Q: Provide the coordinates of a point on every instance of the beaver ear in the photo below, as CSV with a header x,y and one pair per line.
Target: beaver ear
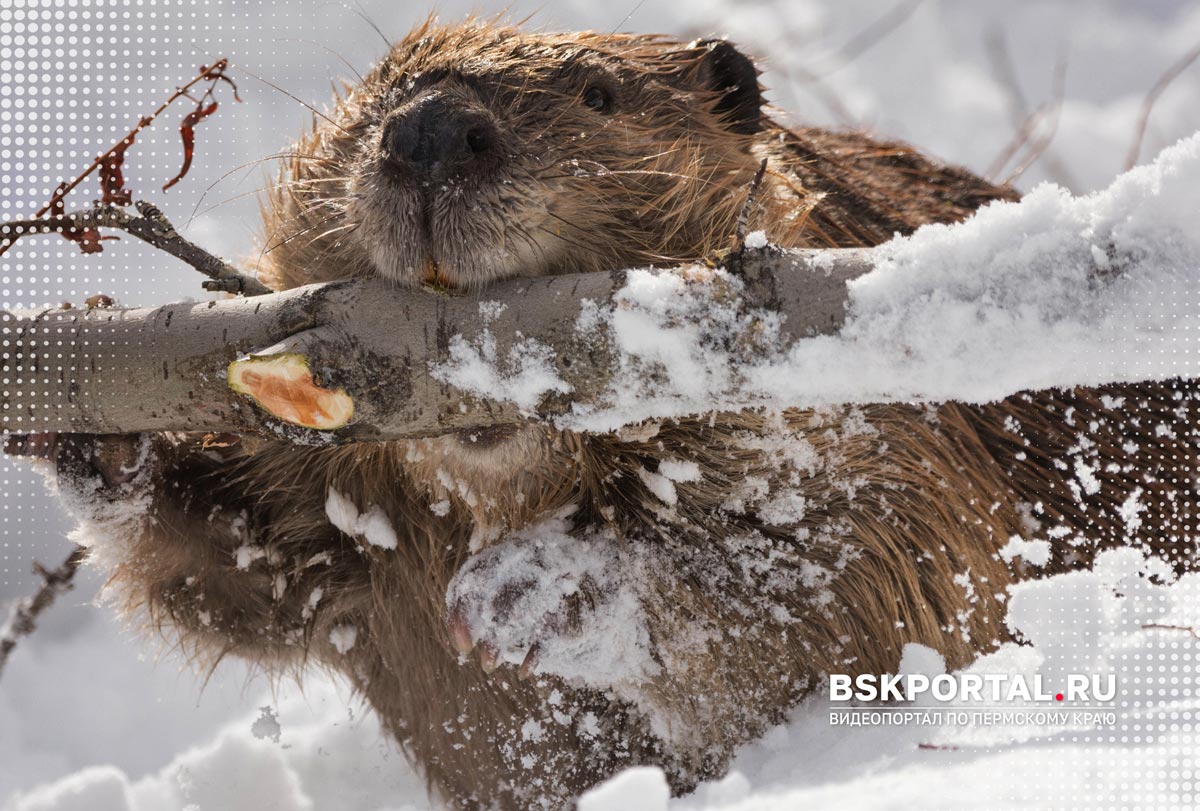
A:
x,y
730,72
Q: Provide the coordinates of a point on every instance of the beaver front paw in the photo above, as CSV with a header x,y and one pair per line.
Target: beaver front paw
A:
x,y
552,602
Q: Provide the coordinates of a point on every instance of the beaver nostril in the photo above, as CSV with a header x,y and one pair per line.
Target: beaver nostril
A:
x,y
480,139
438,138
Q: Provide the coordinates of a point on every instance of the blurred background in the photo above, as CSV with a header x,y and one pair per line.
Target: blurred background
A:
x,y
1036,90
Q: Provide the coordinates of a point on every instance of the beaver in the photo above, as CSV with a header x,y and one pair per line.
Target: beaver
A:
x,y
537,608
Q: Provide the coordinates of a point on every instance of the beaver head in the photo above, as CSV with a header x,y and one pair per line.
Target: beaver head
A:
x,y
475,152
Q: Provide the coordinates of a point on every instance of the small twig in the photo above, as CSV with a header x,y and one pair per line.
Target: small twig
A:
x,y
739,234
153,228
207,73
1147,106
24,616
1005,73
1157,626
1054,112
868,37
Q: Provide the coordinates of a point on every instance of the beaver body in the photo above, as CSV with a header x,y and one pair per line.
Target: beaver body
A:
x,y
760,551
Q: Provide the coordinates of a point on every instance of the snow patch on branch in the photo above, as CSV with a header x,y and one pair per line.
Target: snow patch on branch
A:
x,y
1055,290
526,373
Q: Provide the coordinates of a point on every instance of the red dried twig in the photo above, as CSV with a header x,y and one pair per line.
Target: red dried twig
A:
x,y
109,164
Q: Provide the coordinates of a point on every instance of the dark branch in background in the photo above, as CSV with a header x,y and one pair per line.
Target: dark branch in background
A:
x,y
868,37
1053,114
109,166
150,227
1147,106
1005,73
83,229
25,612
1031,121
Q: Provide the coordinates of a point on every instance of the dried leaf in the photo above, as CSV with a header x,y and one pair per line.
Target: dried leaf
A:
x,y
187,134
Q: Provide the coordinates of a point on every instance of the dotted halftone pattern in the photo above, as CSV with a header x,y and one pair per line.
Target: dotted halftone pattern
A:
x,y
75,77
76,74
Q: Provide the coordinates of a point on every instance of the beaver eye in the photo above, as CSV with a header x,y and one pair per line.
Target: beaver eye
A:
x,y
598,98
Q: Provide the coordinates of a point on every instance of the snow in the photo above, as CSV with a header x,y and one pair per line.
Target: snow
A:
x,y
756,239
371,526
641,788
522,377
101,728
537,571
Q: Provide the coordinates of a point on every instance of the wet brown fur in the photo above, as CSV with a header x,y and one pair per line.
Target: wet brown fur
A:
x,y
906,506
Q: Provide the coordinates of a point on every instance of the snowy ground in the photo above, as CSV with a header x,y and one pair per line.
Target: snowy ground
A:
x,y
90,720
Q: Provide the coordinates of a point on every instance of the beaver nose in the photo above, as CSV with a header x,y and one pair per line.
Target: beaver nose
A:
x,y
439,138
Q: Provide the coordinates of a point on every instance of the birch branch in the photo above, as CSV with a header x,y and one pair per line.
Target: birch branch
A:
x,y
351,361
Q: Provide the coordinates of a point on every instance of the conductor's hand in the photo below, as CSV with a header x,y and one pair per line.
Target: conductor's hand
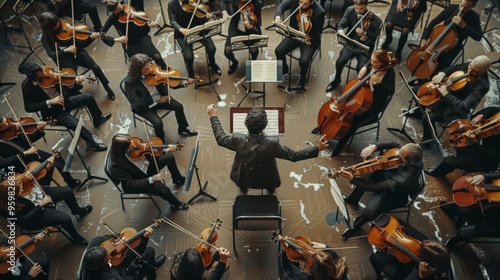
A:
x,y
323,143
212,110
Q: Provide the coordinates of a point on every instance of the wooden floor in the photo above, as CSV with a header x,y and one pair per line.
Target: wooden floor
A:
x,y
307,204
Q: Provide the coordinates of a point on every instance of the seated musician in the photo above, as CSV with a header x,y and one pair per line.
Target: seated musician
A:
x,y
390,188
382,83
365,32
24,269
261,169
481,155
70,56
431,253
55,105
138,40
180,19
9,149
34,217
188,265
135,180
459,103
95,261
399,16
476,221
315,15
466,25
246,22
146,100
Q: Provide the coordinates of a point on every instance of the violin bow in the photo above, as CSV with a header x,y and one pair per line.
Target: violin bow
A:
x,y
22,252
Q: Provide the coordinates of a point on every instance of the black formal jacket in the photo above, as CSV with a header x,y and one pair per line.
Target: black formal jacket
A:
x,y
255,163
317,18
350,18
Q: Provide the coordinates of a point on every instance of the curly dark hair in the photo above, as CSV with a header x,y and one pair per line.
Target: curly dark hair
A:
x,y
256,120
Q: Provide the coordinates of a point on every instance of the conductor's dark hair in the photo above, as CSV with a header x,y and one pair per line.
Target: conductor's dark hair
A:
x,y
256,120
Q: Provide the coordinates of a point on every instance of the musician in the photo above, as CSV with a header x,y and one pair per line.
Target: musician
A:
x,y
241,24
260,169
31,217
459,103
146,100
316,17
24,269
70,56
398,16
95,264
382,84
432,253
53,105
181,21
468,25
135,180
477,221
478,155
366,36
138,40
188,265
390,188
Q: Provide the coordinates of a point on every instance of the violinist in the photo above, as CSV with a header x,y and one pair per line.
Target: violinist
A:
x,y
146,100
25,270
246,22
135,180
70,56
365,32
311,16
188,265
180,14
55,105
482,156
474,221
458,103
390,188
138,40
95,266
404,17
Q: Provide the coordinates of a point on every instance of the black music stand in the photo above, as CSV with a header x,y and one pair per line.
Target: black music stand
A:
x,y
71,152
193,169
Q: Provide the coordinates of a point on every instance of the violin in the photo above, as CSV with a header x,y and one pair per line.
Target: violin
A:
x,y
22,243
305,23
116,248
172,77
142,148
29,124
50,77
466,194
298,249
422,63
209,235
388,159
485,129
387,233
428,94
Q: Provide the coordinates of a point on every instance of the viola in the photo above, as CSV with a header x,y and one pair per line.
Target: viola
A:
x,y
298,249
466,194
387,233
388,159
49,77
422,63
428,94
117,249
171,77
209,236
29,125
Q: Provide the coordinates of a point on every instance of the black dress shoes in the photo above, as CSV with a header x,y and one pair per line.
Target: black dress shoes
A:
x,y
102,119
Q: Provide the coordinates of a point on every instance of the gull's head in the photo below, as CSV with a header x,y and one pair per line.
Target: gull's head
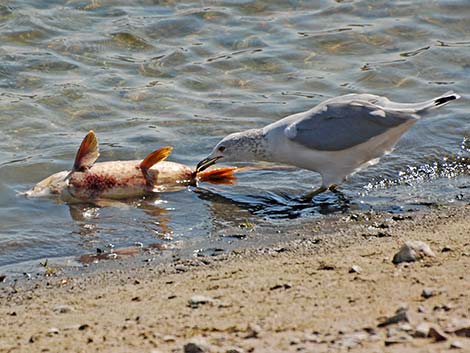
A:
x,y
239,146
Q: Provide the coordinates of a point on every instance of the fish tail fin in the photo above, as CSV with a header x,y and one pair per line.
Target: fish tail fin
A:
x,y
223,175
152,159
88,152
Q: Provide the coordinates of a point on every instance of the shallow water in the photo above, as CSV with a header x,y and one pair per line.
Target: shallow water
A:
x,y
186,73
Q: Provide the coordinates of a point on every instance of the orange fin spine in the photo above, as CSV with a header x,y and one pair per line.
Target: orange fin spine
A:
x,y
88,152
152,159
223,175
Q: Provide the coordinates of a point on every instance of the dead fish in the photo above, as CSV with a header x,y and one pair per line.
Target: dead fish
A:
x,y
123,179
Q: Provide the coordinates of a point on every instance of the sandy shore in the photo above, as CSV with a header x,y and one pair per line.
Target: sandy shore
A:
x,y
317,293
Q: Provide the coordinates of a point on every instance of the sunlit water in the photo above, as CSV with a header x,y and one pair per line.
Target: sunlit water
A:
x,y
186,73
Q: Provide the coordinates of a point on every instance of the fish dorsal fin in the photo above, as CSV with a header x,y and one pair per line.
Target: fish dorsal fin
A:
x,y
152,159
88,152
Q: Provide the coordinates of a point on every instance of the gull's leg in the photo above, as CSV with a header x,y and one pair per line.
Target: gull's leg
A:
x,y
309,196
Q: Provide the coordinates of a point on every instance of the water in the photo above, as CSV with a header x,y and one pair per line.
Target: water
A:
x,y
144,74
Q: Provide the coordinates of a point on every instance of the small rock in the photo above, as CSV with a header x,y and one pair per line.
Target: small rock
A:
x,y
437,334
355,269
181,268
198,300
421,309
281,286
63,309
406,327
422,330
413,251
456,345
326,267
428,293
253,331
53,331
235,350
400,316
463,332
193,348
196,345
169,338
396,340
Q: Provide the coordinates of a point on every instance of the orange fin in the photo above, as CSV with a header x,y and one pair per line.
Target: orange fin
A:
x,y
223,175
153,158
88,152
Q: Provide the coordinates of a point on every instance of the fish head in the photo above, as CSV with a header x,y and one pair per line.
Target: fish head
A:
x,y
56,184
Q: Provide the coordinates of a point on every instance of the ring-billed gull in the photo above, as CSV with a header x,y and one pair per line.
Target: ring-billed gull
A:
x,y
336,138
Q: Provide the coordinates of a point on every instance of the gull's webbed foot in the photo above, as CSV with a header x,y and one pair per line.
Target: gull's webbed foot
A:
x,y
309,196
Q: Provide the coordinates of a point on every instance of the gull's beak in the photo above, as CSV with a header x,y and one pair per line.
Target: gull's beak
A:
x,y
206,163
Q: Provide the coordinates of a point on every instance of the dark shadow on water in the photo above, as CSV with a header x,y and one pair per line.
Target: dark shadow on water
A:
x,y
281,205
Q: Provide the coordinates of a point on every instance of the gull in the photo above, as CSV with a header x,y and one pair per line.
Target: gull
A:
x,y
336,138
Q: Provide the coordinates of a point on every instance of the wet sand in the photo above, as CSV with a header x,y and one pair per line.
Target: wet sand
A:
x,y
318,292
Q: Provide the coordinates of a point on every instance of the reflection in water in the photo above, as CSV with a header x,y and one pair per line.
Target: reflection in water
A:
x,y
277,205
122,253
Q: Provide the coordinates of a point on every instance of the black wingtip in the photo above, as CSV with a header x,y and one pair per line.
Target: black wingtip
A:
x,y
446,99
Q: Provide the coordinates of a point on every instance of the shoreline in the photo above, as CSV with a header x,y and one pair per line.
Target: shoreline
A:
x,y
325,286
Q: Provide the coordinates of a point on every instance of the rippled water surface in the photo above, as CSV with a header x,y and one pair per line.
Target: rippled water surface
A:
x,y
144,74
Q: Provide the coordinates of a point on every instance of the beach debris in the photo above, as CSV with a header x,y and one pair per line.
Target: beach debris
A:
x,y
355,269
326,267
281,286
235,350
196,345
411,251
437,334
198,300
53,331
253,331
429,292
456,345
169,338
63,309
463,332
422,330
400,316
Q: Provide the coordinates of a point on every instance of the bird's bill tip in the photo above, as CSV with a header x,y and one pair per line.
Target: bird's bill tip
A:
x,y
206,163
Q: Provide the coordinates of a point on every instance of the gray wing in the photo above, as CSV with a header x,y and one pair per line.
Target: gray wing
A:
x,y
335,126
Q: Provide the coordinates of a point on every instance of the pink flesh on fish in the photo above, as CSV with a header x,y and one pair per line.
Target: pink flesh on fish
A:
x,y
123,179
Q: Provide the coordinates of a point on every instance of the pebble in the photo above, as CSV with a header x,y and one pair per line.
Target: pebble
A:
x,y
196,345
253,331
235,350
436,333
63,309
400,316
463,332
413,250
53,331
428,292
198,300
355,269
422,330
169,338
421,309
456,345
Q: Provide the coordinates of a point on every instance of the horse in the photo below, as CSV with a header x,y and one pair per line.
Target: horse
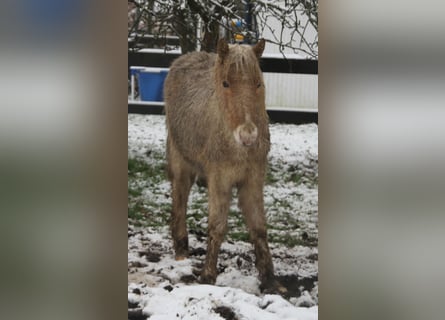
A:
x,y
218,130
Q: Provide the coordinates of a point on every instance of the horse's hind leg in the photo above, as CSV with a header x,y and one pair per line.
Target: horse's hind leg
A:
x,y
219,202
182,177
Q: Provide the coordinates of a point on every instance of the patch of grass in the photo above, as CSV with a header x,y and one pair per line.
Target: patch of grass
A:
x,y
291,240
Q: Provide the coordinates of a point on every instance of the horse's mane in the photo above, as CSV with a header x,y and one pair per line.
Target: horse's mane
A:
x,y
242,61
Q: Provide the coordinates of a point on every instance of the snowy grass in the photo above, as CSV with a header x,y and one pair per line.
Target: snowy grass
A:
x,y
163,288
291,189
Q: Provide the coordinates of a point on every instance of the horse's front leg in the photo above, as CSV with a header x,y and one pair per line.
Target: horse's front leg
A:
x,y
220,192
251,203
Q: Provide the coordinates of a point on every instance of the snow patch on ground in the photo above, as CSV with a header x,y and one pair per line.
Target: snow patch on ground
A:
x,y
159,287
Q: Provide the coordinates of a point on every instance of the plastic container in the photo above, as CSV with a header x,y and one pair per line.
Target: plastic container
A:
x,y
151,83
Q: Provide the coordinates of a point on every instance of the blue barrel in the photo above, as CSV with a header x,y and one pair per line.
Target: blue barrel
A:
x,y
151,84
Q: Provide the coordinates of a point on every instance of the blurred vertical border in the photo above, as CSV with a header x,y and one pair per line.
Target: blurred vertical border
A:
x,y
382,156
63,155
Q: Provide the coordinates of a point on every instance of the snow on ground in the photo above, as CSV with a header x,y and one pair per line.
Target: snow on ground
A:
x,y
159,287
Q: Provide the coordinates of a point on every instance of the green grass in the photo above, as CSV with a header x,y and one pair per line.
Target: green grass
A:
x,y
149,202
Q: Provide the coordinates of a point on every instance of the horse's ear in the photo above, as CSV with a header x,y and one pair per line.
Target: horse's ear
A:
x,y
222,48
259,48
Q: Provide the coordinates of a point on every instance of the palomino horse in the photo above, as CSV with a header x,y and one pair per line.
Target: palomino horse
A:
x,y
218,130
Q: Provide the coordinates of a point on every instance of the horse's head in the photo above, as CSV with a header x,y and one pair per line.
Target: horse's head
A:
x,y
240,86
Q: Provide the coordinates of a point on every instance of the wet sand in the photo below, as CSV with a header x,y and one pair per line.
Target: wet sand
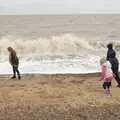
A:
x,y
57,97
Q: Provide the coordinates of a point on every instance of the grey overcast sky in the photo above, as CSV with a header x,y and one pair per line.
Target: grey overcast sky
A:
x,y
59,6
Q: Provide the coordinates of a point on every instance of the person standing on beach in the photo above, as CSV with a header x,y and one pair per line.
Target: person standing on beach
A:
x,y
14,61
106,75
111,57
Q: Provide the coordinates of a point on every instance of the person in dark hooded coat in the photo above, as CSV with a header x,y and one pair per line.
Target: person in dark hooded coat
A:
x,y
14,61
111,57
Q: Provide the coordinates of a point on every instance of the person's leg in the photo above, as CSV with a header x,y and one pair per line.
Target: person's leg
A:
x,y
105,90
14,73
18,73
115,71
117,78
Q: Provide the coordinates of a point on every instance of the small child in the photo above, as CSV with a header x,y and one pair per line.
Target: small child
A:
x,y
106,75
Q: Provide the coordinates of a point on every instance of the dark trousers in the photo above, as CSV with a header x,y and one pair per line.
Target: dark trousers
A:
x,y
15,70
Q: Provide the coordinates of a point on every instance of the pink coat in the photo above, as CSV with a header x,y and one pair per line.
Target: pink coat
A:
x,y
106,73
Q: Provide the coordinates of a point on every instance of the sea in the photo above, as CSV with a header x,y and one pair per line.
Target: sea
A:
x,y
58,44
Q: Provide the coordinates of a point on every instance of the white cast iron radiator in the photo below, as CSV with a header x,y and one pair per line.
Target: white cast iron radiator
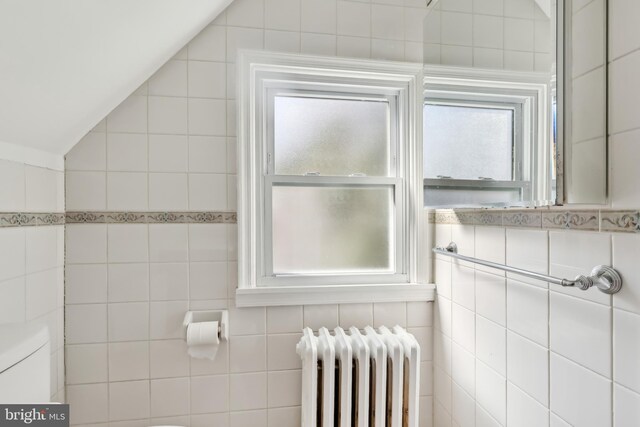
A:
x,y
360,379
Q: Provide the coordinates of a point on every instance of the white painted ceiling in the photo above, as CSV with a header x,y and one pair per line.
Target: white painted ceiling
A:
x,y
65,64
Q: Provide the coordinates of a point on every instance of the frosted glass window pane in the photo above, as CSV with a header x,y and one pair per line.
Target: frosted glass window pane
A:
x,y
332,230
468,142
331,136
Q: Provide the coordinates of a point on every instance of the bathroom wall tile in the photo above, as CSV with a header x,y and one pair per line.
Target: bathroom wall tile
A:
x,y
242,38
86,363
209,45
208,192
281,352
168,358
207,280
44,190
129,400
170,79
86,323
463,368
128,243
85,190
168,191
568,380
390,314
284,319
168,243
169,281
129,116
528,250
354,19
12,186
127,152
129,321
491,392
524,411
527,311
127,191
248,353
84,243
207,242
586,344
166,319
248,391
129,361
491,344
208,154
318,316
358,315
463,286
128,282
168,115
463,406
626,349
463,327
89,154
169,397
12,301
210,394
207,117
91,402
318,16
420,314
248,418
491,296
528,367
626,407
283,388
168,153
283,417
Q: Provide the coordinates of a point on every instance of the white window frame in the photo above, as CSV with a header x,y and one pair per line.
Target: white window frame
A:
x,y
260,75
528,90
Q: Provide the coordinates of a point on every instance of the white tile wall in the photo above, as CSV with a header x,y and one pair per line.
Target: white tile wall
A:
x,y
533,349
499,34
32,258
171,146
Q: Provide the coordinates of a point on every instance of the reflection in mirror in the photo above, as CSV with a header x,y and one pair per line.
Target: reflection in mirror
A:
x,y
493,107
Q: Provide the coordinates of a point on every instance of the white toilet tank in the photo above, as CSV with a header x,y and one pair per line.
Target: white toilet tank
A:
x,y
24,363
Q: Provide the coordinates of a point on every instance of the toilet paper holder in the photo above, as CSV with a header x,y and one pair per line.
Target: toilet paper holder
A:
x,y
220,316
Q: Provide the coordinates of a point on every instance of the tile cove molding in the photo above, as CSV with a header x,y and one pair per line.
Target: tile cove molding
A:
x,y
31,219
584,220
109,217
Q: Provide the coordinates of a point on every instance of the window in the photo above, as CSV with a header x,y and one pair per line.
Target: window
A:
x,y
479,140
329,180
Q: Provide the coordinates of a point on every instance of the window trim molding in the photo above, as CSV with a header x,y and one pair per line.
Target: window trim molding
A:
x,y
405,78
532,90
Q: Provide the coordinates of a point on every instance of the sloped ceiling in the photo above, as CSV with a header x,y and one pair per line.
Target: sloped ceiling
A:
x,y
65,64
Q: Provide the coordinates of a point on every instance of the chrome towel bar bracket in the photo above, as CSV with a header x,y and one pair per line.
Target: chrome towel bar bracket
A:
x,y
603,277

• ASSIGNMENT:
Both the line containing "Target: snowy ground" and the line containing "of the birch" belong in the answer. Print them and every line above that falls between them exactly, and no others.

• TASK OUTPUT:
Target: snowy ground
A:
x,y
90,720
Q: Provide the coordinates of a point on every instance of the beaver nose in the photo above, as CSV with a header x,y and one pair per line.
Target: beaver nose
A:
x,y
439,138
Q: Provide the coordinates of a point on every instance of the birch branch in the photo above, as CSV with a header x,y and one pair per line.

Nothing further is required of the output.